What to produce.
In the entries that follow, which lines hold the string "flight"? List them.
- - - -
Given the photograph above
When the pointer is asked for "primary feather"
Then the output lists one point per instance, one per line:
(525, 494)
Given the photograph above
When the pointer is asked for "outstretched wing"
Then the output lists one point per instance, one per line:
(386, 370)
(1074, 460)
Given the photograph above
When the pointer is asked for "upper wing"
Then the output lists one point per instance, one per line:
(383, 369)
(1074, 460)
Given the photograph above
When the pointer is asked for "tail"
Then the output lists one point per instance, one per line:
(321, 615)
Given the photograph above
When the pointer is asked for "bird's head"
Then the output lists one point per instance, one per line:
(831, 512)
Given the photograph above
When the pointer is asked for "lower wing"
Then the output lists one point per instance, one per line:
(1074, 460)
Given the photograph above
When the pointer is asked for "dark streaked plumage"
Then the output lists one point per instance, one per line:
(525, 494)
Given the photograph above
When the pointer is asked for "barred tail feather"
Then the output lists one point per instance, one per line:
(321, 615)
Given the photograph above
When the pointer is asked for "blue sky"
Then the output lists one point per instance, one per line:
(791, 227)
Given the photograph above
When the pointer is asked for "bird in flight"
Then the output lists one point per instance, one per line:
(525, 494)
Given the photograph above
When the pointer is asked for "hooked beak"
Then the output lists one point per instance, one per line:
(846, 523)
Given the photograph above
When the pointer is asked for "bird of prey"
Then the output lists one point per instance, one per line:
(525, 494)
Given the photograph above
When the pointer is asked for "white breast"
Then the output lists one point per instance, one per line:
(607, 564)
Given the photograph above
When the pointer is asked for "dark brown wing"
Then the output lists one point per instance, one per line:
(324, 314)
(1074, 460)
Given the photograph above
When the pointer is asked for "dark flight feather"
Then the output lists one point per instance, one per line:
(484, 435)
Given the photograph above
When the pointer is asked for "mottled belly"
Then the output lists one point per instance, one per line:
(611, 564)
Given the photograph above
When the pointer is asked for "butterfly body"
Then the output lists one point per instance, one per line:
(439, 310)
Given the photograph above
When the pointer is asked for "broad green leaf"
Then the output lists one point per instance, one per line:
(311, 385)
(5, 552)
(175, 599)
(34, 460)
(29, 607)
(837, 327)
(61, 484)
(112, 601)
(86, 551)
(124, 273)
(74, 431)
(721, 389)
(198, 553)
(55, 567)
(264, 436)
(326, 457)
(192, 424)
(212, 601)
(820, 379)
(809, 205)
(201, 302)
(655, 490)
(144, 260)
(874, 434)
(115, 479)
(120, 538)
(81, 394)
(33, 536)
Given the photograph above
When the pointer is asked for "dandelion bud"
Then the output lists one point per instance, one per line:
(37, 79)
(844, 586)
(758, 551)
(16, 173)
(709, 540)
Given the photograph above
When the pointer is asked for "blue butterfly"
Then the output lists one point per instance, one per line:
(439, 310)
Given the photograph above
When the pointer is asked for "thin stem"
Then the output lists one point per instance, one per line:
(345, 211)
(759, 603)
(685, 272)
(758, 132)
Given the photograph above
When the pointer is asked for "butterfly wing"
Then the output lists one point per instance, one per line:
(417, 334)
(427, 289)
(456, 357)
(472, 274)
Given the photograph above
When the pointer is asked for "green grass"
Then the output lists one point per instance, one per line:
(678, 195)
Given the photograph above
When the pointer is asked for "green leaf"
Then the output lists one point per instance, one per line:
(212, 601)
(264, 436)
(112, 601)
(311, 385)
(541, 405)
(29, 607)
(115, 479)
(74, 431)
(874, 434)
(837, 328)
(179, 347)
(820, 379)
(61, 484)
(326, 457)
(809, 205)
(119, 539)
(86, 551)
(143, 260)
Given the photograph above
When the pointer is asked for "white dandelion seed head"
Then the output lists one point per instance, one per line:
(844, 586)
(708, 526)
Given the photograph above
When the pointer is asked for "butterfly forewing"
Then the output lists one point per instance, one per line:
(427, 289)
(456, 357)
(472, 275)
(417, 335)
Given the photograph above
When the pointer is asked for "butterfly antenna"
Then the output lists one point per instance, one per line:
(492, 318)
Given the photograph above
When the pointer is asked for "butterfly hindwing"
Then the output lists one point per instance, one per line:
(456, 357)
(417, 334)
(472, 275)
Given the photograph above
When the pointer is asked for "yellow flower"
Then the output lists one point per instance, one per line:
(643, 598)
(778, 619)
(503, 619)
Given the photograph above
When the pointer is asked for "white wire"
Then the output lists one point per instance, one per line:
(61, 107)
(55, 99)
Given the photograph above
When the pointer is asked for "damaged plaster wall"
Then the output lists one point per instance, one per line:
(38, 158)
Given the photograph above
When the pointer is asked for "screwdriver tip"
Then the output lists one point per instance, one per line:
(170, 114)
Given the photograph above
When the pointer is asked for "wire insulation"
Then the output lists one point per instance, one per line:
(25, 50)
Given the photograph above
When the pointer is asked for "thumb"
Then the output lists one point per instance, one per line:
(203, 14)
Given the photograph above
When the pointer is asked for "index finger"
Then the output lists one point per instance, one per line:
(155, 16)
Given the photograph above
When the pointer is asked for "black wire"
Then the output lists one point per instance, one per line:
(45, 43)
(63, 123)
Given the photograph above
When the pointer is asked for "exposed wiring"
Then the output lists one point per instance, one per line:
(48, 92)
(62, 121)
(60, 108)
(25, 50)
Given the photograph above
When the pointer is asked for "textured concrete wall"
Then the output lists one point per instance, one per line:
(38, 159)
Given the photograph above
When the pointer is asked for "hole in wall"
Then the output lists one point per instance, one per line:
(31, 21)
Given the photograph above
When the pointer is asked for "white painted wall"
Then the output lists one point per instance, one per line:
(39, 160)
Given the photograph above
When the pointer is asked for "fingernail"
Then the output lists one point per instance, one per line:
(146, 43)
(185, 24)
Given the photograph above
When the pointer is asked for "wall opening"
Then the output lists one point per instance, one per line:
- - - -
Solution to the problem.
When the pointer is asked for "bird in flight"
When the pointer is asked for "dark flight feather"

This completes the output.